The task — Take the line that has "the elephant calf" in it and every line after it to the end of the entries, and reproduce them exactly.

[[ Given records, beginning ]]

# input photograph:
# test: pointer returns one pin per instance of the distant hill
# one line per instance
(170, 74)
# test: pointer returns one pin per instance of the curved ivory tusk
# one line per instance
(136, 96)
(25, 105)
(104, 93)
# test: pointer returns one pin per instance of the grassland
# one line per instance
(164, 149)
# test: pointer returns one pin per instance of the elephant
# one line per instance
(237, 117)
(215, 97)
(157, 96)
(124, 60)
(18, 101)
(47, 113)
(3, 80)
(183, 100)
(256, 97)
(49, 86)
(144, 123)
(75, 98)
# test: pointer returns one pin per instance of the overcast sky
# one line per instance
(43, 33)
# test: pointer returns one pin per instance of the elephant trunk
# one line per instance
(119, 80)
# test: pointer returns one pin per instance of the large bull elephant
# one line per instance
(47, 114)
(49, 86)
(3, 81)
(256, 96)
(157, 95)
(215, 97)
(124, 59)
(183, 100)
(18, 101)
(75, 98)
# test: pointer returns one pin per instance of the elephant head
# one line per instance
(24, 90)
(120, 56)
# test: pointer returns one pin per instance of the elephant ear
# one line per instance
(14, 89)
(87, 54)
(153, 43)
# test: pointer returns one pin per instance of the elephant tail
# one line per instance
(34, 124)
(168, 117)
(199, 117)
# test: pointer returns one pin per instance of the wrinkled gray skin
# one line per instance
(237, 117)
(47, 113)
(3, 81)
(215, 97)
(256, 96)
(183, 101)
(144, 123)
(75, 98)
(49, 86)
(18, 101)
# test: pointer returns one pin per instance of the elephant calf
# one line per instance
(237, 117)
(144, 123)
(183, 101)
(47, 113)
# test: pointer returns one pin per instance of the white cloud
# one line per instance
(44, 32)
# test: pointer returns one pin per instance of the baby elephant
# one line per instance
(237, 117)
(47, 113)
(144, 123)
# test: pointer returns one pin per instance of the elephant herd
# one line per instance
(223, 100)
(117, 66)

[[ Given records, end ]]

Task result —
# test: pointer returns one pin per instance of the elephant calf
# one line per instance
(237, 117)
(144, 123)
(183, 101)
(47, 113)
# test: pointer returns one pin per instance of the white cloud
# one line per instance
(44, 32)
# test: pointer returns one pin per instance of the baby elephant
# one line per instance
(237, 117)
(47, 113)
(144, 123)
# test: pointer returns one pin per instance of the elephant herd
# one line per instance
(223, 100)
(117, 66)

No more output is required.